Goal of the exercise>
Rewrite the data from the line that has "In this photo, where can the sky be seen?" through the end, changing "sky" to "horizon" and leaving everything else as it is.

— BEGIN Input material —

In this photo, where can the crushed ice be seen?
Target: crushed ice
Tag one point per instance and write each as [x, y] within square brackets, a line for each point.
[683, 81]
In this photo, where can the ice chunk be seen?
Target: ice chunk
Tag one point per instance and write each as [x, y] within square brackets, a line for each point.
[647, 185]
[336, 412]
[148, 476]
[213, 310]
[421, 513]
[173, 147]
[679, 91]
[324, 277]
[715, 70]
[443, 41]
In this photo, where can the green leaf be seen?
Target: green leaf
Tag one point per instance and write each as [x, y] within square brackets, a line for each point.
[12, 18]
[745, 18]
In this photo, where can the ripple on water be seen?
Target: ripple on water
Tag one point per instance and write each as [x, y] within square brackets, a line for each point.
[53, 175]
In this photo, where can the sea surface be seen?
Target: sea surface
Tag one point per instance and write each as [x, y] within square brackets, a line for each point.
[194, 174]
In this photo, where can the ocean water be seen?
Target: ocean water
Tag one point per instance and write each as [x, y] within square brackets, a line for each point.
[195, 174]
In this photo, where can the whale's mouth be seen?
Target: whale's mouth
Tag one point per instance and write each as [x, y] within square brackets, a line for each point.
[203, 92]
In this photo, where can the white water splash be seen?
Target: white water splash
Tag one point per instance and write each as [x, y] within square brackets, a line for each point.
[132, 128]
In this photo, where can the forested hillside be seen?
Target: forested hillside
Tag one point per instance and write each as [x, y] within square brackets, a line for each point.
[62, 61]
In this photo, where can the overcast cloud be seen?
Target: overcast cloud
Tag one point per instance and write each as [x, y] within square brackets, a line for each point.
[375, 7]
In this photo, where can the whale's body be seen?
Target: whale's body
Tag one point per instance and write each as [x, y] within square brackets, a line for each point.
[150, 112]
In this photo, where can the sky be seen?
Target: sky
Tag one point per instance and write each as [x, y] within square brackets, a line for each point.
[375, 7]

— END Input material —

Exercise answer>
In this photo, where can the horizon be seen?
Target: horizon
Tag one point per instance and write each as [x, y] within square brackets, a line for each point.
[375, 7]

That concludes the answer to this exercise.